● WORK ORDER
Your task is to copy the stretch of lines in the records below that begins with the line containing "point(568, 96)" and ends with the line containing "point(370, 788)", exactly as written, with nothing added.

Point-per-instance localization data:
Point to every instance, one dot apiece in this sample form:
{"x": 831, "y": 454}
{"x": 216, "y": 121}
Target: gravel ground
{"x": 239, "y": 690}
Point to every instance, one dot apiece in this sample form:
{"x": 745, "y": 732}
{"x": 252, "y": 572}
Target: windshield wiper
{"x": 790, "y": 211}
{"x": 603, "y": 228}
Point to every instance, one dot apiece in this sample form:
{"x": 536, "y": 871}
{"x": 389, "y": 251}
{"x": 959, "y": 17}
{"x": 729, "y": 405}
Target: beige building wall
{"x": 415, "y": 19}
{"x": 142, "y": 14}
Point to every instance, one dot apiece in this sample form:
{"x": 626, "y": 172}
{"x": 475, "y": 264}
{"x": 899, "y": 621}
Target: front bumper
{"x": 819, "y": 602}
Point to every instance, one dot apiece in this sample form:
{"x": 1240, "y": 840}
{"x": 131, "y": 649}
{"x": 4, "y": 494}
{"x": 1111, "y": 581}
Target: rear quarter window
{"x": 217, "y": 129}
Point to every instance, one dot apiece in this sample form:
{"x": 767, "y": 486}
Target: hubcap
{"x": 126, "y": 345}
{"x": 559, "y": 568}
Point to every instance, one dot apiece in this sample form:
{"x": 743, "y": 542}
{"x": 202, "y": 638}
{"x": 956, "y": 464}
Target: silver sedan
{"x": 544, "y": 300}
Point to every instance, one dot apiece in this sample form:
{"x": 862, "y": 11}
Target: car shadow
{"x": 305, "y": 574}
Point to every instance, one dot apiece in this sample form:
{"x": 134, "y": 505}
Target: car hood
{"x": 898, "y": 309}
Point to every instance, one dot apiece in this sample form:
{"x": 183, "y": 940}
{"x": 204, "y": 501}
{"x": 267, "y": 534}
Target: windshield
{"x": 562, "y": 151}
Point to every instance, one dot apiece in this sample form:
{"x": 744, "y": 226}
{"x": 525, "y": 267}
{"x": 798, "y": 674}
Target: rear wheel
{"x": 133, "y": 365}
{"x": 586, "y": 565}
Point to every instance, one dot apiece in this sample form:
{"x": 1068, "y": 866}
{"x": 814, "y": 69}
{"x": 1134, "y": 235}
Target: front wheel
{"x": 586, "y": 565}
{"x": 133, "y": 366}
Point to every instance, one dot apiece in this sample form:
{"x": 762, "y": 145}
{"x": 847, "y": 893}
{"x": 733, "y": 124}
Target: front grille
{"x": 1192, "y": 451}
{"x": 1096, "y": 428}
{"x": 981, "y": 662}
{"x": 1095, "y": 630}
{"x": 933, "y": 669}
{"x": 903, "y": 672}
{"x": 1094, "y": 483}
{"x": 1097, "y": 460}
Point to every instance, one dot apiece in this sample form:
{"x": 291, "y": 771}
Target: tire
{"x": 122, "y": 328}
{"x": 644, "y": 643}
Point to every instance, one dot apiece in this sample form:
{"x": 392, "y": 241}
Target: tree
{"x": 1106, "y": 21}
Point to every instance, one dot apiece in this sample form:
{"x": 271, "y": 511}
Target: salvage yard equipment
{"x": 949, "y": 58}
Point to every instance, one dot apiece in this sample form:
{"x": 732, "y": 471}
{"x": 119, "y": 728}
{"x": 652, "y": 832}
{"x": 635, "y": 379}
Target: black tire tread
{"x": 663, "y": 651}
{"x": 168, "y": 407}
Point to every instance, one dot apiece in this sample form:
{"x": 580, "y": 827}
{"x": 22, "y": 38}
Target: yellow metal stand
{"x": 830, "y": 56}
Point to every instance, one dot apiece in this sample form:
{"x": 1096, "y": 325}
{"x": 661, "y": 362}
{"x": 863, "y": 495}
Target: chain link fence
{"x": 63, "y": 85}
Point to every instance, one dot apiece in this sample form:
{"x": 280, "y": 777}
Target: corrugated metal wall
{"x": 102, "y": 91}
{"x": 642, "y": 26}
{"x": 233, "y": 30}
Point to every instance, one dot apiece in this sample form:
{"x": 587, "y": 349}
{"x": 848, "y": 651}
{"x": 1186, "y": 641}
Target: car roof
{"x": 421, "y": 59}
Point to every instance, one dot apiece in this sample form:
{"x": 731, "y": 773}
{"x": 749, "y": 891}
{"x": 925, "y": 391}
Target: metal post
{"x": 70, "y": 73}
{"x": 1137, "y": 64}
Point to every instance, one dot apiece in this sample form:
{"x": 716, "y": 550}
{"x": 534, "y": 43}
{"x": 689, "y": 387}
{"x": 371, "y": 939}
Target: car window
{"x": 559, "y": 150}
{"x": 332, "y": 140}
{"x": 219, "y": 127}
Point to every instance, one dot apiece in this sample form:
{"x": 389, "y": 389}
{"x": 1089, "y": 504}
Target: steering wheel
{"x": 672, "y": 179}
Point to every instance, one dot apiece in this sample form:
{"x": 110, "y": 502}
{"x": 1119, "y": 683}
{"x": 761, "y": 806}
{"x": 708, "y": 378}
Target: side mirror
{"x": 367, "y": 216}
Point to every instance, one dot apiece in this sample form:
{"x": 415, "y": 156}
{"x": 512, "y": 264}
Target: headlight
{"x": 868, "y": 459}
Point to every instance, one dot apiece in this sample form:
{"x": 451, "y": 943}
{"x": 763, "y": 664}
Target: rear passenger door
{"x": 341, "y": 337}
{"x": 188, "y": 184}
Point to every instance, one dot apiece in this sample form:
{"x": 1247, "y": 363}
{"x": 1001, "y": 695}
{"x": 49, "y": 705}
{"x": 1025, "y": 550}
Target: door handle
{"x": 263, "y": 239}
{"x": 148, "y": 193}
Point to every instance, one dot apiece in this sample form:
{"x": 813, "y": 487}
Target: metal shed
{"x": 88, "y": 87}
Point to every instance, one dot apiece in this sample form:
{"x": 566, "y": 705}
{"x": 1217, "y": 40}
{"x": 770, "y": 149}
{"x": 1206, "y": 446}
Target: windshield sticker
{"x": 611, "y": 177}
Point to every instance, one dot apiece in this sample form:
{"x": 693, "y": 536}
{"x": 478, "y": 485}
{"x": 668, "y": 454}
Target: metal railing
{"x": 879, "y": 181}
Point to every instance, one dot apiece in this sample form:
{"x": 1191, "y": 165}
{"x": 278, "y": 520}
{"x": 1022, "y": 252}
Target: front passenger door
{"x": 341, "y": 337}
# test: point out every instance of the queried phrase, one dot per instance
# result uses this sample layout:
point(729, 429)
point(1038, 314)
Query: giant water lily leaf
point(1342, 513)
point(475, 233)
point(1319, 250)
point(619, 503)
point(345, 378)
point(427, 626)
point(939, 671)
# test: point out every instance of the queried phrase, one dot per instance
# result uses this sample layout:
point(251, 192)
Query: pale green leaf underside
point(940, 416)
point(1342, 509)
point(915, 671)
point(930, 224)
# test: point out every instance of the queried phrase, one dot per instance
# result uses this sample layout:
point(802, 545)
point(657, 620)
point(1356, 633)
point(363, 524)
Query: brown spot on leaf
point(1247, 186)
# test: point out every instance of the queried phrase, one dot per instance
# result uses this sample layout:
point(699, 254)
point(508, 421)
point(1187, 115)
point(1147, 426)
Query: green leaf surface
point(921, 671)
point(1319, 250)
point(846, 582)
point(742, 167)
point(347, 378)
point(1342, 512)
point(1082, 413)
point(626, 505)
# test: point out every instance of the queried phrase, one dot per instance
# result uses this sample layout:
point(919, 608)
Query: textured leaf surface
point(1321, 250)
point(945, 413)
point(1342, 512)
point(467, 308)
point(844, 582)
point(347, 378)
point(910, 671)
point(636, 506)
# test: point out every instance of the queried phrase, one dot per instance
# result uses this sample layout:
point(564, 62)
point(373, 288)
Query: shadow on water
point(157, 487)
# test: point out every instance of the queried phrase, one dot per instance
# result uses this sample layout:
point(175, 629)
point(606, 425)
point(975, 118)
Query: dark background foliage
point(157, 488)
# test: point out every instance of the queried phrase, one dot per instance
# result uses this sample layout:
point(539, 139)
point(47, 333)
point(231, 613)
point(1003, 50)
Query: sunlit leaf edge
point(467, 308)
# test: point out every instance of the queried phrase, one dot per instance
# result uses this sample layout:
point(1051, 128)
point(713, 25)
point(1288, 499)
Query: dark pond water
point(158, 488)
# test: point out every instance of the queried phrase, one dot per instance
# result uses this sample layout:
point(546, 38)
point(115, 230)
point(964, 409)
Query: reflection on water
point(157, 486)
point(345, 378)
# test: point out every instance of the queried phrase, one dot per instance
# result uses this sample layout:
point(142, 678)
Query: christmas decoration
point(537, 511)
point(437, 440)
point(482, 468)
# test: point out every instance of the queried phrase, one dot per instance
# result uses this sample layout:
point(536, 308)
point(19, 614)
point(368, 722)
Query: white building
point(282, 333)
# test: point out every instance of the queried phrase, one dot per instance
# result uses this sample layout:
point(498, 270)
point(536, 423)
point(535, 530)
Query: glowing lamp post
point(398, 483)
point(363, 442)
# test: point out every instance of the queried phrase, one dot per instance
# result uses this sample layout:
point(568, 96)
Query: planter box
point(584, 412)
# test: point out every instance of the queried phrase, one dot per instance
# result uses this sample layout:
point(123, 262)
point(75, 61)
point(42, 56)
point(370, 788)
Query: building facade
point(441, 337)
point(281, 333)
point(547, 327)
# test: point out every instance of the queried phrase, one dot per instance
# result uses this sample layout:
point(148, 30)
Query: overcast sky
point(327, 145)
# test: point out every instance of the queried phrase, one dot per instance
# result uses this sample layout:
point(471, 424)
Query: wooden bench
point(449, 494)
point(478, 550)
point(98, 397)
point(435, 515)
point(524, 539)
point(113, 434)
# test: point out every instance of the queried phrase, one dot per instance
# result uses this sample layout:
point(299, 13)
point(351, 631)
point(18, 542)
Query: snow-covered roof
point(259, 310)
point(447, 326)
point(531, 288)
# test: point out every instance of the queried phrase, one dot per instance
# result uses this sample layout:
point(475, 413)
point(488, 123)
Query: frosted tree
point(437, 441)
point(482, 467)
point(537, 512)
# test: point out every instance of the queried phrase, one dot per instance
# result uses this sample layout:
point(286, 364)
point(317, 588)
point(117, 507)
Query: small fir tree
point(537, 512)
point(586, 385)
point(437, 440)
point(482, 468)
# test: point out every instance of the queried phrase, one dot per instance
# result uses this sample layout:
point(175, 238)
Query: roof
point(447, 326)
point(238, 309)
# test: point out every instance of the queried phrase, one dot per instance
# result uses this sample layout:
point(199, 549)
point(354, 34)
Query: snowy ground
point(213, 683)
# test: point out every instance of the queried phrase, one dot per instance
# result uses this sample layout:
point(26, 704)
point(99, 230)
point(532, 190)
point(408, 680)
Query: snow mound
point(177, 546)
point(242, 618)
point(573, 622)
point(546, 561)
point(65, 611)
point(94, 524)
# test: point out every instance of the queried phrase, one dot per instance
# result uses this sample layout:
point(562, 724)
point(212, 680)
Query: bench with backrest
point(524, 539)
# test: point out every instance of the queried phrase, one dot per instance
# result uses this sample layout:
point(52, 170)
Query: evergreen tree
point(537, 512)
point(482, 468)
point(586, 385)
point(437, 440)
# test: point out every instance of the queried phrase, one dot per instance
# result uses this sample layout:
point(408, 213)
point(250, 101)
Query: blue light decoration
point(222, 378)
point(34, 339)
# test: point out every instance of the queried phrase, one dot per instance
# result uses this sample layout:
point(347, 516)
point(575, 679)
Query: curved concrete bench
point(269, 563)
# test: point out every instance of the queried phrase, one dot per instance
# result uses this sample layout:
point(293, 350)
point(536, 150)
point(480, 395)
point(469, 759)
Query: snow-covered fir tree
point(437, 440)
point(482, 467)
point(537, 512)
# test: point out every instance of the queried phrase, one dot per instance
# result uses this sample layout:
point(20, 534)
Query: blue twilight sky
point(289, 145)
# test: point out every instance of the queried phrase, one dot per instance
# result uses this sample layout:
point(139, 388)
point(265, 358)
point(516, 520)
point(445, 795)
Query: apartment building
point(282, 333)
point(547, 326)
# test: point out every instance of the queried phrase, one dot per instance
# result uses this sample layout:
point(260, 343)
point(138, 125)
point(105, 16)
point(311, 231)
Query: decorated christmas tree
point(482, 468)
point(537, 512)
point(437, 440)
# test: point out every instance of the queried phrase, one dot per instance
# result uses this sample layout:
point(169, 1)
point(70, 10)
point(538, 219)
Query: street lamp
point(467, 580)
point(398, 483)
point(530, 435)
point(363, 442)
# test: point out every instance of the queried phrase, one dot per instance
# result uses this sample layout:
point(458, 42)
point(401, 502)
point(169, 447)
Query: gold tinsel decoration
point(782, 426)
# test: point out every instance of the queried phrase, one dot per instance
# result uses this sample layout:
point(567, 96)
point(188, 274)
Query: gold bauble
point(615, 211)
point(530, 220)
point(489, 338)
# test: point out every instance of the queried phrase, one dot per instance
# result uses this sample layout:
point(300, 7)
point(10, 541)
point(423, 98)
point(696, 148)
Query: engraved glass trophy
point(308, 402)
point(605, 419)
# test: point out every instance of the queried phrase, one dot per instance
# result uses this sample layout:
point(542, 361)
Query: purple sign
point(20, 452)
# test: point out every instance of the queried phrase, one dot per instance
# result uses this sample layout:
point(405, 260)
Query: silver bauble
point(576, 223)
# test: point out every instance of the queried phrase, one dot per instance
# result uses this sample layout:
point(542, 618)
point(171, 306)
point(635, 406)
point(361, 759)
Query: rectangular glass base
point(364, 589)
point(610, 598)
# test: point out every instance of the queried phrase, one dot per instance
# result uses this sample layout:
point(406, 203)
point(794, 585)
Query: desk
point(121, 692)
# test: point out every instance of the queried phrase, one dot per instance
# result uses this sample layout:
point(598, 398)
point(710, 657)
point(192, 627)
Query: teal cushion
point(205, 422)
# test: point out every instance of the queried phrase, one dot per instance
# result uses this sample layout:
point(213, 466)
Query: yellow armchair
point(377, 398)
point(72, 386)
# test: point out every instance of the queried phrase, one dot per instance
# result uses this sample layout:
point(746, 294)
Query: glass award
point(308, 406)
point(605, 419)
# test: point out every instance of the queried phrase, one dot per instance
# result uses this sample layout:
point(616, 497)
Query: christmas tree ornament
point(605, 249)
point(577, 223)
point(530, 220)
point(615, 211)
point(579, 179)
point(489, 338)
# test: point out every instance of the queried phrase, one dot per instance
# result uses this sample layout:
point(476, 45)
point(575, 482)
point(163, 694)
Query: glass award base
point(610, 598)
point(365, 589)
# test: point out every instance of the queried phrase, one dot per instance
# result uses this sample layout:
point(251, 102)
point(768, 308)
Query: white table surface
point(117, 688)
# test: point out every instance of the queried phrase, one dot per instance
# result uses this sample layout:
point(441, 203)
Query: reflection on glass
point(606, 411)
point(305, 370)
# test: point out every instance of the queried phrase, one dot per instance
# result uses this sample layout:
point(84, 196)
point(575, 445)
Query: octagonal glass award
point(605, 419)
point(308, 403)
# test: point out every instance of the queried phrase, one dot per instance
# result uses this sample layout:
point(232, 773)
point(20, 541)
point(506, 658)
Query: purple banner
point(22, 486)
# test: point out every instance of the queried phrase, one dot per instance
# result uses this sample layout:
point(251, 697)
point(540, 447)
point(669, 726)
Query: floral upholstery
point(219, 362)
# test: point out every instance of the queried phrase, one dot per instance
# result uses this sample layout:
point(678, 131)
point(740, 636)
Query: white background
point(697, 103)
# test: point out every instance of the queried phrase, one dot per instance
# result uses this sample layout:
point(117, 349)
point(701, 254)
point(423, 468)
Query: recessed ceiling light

● ANSWER AREA
point(568, 96)
Query: planter box
point(584, 412)
# test: point out every instance of the queried phrase, one dot per instance
# result uses this sample layout:
point(123, 262)
point(75, 61)
point(42, 56)
point(370, 788)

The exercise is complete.